> [Record excerpts]:
━━━━━━━━━━━━━━━━━━━━━━━━━━━━━━

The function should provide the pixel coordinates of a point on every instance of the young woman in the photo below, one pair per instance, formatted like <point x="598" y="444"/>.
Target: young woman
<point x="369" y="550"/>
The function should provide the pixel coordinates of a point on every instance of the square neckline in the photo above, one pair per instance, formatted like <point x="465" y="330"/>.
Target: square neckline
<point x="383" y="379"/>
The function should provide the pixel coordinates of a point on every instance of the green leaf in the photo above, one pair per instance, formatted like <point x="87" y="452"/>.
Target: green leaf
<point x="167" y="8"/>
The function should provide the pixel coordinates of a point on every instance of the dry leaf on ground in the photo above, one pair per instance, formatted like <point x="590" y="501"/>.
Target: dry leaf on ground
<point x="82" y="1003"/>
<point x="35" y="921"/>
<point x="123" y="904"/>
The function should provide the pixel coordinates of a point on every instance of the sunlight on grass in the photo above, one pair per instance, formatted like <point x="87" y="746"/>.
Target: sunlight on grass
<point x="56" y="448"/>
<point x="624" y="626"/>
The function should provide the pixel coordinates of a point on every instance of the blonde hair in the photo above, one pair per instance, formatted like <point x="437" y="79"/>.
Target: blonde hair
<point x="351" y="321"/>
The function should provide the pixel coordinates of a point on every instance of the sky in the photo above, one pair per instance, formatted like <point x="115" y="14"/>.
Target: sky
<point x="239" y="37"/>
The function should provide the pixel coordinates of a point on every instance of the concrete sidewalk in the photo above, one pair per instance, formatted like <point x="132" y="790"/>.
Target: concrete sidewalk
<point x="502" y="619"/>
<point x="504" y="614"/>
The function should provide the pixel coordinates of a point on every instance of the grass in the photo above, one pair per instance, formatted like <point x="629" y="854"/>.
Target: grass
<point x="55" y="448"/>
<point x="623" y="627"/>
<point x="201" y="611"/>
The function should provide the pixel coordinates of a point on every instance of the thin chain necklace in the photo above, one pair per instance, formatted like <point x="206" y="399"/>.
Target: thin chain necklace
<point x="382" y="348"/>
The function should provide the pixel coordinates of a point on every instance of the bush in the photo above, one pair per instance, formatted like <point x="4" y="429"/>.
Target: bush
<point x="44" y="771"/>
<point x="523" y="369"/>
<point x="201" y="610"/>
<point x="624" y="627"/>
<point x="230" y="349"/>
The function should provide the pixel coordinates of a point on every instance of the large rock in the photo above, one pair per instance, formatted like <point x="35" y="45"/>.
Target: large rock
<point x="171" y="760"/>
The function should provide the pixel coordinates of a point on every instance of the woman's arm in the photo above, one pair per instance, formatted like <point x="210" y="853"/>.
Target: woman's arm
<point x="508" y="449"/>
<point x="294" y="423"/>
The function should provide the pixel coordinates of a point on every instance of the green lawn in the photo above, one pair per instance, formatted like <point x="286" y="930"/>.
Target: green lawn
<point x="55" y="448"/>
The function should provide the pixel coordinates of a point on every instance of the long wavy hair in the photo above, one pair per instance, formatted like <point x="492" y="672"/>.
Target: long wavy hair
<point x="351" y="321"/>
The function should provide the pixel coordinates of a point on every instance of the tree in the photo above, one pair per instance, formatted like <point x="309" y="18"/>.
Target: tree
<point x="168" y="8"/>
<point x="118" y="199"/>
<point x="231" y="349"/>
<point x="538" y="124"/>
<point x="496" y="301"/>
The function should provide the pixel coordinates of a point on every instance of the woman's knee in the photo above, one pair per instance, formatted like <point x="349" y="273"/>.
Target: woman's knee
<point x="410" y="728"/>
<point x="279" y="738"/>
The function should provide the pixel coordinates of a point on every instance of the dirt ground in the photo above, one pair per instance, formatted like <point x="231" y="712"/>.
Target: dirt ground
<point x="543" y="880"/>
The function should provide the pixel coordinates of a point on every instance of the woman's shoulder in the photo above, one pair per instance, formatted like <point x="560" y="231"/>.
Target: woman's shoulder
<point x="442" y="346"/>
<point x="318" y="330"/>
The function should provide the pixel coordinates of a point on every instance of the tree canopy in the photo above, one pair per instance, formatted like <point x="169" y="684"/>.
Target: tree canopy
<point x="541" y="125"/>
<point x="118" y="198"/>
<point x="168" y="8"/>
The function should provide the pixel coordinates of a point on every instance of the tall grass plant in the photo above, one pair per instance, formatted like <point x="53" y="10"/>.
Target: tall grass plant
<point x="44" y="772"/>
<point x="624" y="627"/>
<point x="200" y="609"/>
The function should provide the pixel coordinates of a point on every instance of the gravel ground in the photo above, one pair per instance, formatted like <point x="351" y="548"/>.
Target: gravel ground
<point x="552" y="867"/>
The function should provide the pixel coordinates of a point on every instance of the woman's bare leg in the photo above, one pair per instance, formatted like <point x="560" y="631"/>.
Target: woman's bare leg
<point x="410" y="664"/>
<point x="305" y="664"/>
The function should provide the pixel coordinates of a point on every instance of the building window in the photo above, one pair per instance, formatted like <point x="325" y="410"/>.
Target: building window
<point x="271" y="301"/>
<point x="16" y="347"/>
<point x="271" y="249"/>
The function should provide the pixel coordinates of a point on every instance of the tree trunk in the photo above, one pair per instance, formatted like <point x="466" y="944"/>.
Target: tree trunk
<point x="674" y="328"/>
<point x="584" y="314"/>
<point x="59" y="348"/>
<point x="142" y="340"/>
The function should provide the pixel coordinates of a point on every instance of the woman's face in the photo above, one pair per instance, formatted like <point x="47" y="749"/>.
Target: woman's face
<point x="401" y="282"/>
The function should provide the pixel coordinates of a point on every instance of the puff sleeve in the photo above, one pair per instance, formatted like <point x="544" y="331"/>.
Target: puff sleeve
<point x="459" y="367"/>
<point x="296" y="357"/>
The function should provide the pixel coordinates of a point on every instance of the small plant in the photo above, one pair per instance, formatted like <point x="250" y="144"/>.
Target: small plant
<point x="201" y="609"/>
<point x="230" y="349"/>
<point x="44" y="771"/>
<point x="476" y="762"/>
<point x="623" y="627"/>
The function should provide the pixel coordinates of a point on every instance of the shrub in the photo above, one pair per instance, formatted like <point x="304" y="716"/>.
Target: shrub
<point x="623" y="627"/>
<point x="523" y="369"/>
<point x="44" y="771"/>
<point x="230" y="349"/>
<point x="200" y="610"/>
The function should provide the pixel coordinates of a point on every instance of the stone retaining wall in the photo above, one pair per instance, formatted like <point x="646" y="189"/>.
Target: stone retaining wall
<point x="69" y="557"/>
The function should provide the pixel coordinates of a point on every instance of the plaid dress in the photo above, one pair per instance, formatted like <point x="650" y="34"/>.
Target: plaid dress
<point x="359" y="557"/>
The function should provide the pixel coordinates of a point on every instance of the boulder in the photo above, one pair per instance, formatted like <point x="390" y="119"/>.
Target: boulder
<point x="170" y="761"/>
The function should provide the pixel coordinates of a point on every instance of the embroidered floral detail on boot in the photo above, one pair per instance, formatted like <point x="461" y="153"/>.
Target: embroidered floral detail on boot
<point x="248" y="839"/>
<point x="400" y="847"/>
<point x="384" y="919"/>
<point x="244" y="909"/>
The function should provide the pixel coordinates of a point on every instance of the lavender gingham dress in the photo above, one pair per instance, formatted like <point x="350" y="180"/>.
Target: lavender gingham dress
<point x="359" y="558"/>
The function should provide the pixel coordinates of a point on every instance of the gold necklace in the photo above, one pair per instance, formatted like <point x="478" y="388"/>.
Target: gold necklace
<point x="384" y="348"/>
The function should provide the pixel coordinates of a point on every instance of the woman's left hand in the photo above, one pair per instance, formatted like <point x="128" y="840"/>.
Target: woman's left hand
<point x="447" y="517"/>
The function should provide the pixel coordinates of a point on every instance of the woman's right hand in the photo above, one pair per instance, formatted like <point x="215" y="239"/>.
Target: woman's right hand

━━━━━━━━━━━━━━━━━━━━━━━━━━━━━━

> [To be done]: All of the entries must be written out exactly as they stand.

> [Response]:
The function should provide the pixel coordinates of a point on every instance of the young woman in the photo below, one pair per instance, formatted like <point x="598" y="444"/>.
Target: young woman
<point x="369" y="550"/>
The function should provide the pixel coordinates of a point on every instance of the square neckline in the photo above, one pair per instance, formatted like <point x="465" y="330"/>.
Target: square neckline
<point x="383" y="379"/>
The function should provide the pixel coordinates of a point on every instance of the green leaf in the photo above, one pair per instance, formatted like <point x="87" y="452"/>.
Target: green leaf
<point x="167" y="8"/>
The function should provide the pixel coordinates of a point on every instance of the dry leaf on ground in the photo above, one pair per instance, formatted like <point x="590" y="501"/>.
Target: dry leaf on ground
<point x="82" y="1003"/>
<point x="35" y="921"/>
<point x="123" y="904"/>
The function should provide the pixel coordinates of a point on every instance of the sunlight on grass in the photo above, one pair per instance, formatted like <point x="87" y="746"/>.
Target: sunlight on grass
<point x="56" y="448"/>
<point x="624" y="626"/>
The function should provide the pixel coordinates of a point on every instance of the blonde hair in the photo above, one pair per instance, formatted like <point x="437" y="79"/>.
Target: blonde hair
<point x="351" y="321"/>
The function should provide the pixel coordinates of a point on every instance of the sky in the photo above, one pair per instance, formatted like <point x="115" y="14"/>.
Target: sky
<point x="239" y="37"/>
The function should provide the pixel coordinates of a point on every instance of the concrete sidewalk in the photo above, one pair per instance, formatted like <point x="132" y="790"/>.
Target: concrete sidewalk
<point x="502" y="619"/>
<point x="504" y="614"/>
The function should provide the pixel coordinates of a point on every instance of the grass in the photo above, one pair per instance, formatted like <point x="629" y="854"/>.
Target: grass
<point x="55" y="448"/>
<point x="623" y="627"/>
<point x="201" y="611"/>
The function should provide the pixel coordinates of a point on every instance of the thin chain necklace in the photo above, one pair per instance, formatted like <point x="206" y="399"/>.
Target: thin chain necklace
<point x="382" y="348"/>
The function should provide the pixel coordinates of a point on every instance of the bush in the photo above, one pair per instance, formatted like <point x="4" y="429"/>.
Target: bush
<point x="44" y="771"/>
<point x="523" y="369"/>
<point x="201" y="610"/>
<point x="624" y="627"/>
<point x="230" y="349"/>
The function should provide the pixel coordinates of a point on every instance of the large rock in the photo above, one pair per instance, formatted like <point x="35" y="45"/>.
Target: large rock
<point x="171" y="760"/>
The function should provide the pixel coordinates of a point on every instance of the woman's arm in the photo above, one pair per instance, formatted like <point x="210" y="853"/>.
Target: woman's arm
<point x="508" y="449"/>
<point x="294" y="423"/>
The function should provide the pixel coordinates of a point on every instance of the green lawn in the photo above, one pair per instance, formatted like <point x="286" y="930"/>.
Target: green lawn
<point x="55" y="448"/>
The function should provide the pixel coordinates of a point on every instance of the long wavy hair in the photo above, one pair per instance, formatted like <point x="492" y="672"/>.
Target: long wavy hair
<point x="351" y="321"/>
The function should provide the pixel coordinates of a point on every instance of the tree in the photo above, one pair per instance, formatted like <point x="309" y="18"/>.
Target: tree
<point x="168" y="8"/>
<point x="118" y="199"/>
<point x="231" y="349"/>
<point x="538" y="124"/>
<point x="496" y="301"/>
The function should provide the pixel coordinates of a point on every instance of the woman's knee in the photo above, one pair per instance, formatted like <point x="349" y="273"/>.
Target: woman's knee
<point x="410" y="728"/>
<point x="279" y="738"/>
The function should provide the pixel coordinates of a point on every instance of the dirt ground in the photo above, one pair per instance, formatted like <point x="231" y="712"/>.
Target: dirt ground
<point x="543" y="880"/>
The function should provide the pixel coordinates of a point on every instance of the woman's shoulder in the photo above, one pair per instance, formatted like <point x="560" y="231"/>.
Target: woman's shoulder
<point x="442" y="346"/>
<point x="318" y="330"/>
The function should provide the pixel coordinates of a point on every instance of the tree canopy in the photo above, one pair per instance, formatted like <point x="169" y="684"/>.
Target: tree canopy
<point x="541" y="125"/>
<point x="118" y="198"/>
<point x="168" y="8"/>
The function should provide the pixel coordinates of a point on every instance of the tall grass plant in the photo above, one pair per instance, formatted like <point x="53" y="10"/>.
Target: tall grass plant
<point x="44" y="772"/>
<point x="624" y="627"/>
<point x="200" y="609"/>
The function should provide the pixel coordinates of a point on every instance of the gravel ground in the photo above, one pair per instance, formatted like <point x="351" y="548"/>.
Target: gravel ground
<point x="552" y="867"/>
The function should provide the pixel coordinates of a point on every instance of the woman's bare leg in the photo above, one pair per instance, formatted like <point x="560" y="631"/>.
Target: woman's bare leg
<point x="410" y="664"/>
<point x="305" y="664"/>
The function should provide the pixel coordinates of a point on every instance of the building window in the photo above, one pair per instance, formatted like <point x="325" y="410"/>.
Target: building window
<point x="271" y="301"/>
<point x="16" y="347"/>
<point x="271" y="249"/>
The function should provide the pixel coordinates of a point on every instance of the tree trunk in the photo above, one pair per instance, formatted like <point x="466" y="944"/>.
Target: tree trunk
<point x="674" y="328"/>
<point x="584" y="314"/>
<point x="59" y="348"/>
<point x="142" y="340"/>
The function should provide the pixel coordinates of a point on every instance of the woman's face in the photo above, one pair per instance, formatted like <point x="47" y="749"/>.
Target: woman's face
<point x="401" y="282"/>
The function should provide the pixel coordinates of a point on every instance of the puff sleeve in the photo above, one pair per instance, formatted like <point x="544" y="331"/>.
Target: puff sleeve
<point x="459" y="367"/>
<point x="296" y="357"/>
The function should provide the pixel coordinates of a point on every instance of the small plant in the photo above, one pair per instance, formatted like <point x="250" y="144"/>.
Target: small plant
<point x="201" y="609"/>
<point x="230" y="349"/>
<point x="44" y="771"/>
<point x="476" y="762"/>
<point x="623" y="627"/>
The function should provide the pixel coordinates of a point on every instance of the shrub in the photo above, one pair per instance, formatted like <point x="304" y="716"/>.
Target: shrub
<point x="623" y="627"/>
<point x="523" y="369"/>
<point x="44" y="771"/>
<point x="230" y="349"/>
<point x="200" y="610"/>
The function should provide the pixel coordinates of a point on every instance of the stone retaining wall in the photo above, one pair per instance, formatted like <point x="646" y="189"/>.
Target: stone retaining wall
<point x="69" y="557"/>
The function should provide the pixel coordinates of a point on every instance of the plaid dress in the photo above, one pair per instance, formatted like <point x="650" y="34"/>.
Target: plaid dress
<point x="359" y="557"/>
The function should provide the pixel coordinates of a point on every instance of the boulder in the photo above, one pair per instance, formatted like <point x="390" y="119"/>.
Target: boulder
<point x="170" y="761"/>
The function should provide the pixel coordinates of a point on every instance of the embroidered floral detail on boot in the photo above, one pair per instance, formatted like <point x="461" y="153"/>.
Target: embroidered floral detail on boot
<point x="248" y="839"/>
<point x="400" y="847"/>
<point x="384" y="919"/>
<point x="244" y="909"/>
The function should provide the pixel coordinates of a point on every instance of the lavender gingham dress in the photo above, one pair per instance, formatted like <point x="350" y="180"/>.
Target: lavender gingham dress
<point x="359" y="558"/>
The function should provide the pixel coordinates of a point on every instance of the gold necklace in the photo above, one pair per instance, formatted like <point x="478" y="388"/>.
Target: gold necklace
<point x="384" y="348"/>
The function should provide the pixel coordinates of a point on every instance of the woman's left hand in the photo above, one pair per instance, formatted like <point x="128" y="840"/>.
Target: woman's left hand
<point x="447" y="517"/>
The function should provide the pixel coordinates of a point on every instance of the woman's right hand in the photo above, one pair per instance, formatted like <point x="215" y="239"/>.
Target: woman's right hand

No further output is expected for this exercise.